#### Source passage ####

David Holmes and one piece of his impressive car collection are making their way to the infamous Watkins Glen International next week as part of celebrations for the track’s reopening.
The Elmira resident is used to being asked to show his cars. He owns four race cars and five vintage street cars.
This time around he’s been asked to bring his 1949 MG TC.
“It was raced in the early 50s by a Canadian by the name of Tommy Hoan. He started racing in Ontario at the airport tracks and then he went down to the States. In 1952 he was clocked on Grand Island in that car in a race doing 107 miles an hour, which was absolutely phenomenal and then he went down to Watkins Glen,” Holmes explains.
Owned by NASCAR, Watkins Glen is one of the most famous race tracks in the world. The opening weekend from Apr. 15-17 will start off the 2016 racing season.
Hoan drove this car in Watkins Glen when they used to race on the country roads.

#### Provided data ####

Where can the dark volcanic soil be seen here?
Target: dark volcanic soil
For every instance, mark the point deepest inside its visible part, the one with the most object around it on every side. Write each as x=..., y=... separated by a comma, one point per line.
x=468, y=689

####

Assignment 1
In the Watkins Glen article, what speed was Tommy Hoan clocked at on Grand Island in 1952?
Assignment 2
Write out the Watkins Glen article word for word, from "David Holmes and" to "2016 racing season.".

Response 1
107 miles an hour

Response 2
David Holmes and one piece of his impressive car collection are making their way to the infamous Watkins Glen International next week as part of celebrations for the track’s reopening.
The Elmira resident is used to being asked to show his cars. He owns four race cars and five vintage street cars.
This time around he’s been asked to bring his 1949 MG TC.
“It was raced in the early 50s by a Canadian by the name of Tommy Hoan. He started racing in Ontario at the airport tracks and then he went down to the States. In 1952 he was clocked on Grand Island in that car in a race doing 107 miles an hour, which was absolutely phenomenal and then he went down to Watkins Glen,” Holmes explains.
Owned by NASCAR, Watkins Glen is one of the most famous race tracks in the world. The opening weekend from Apr. 15-17 will start off the 2016 racing season.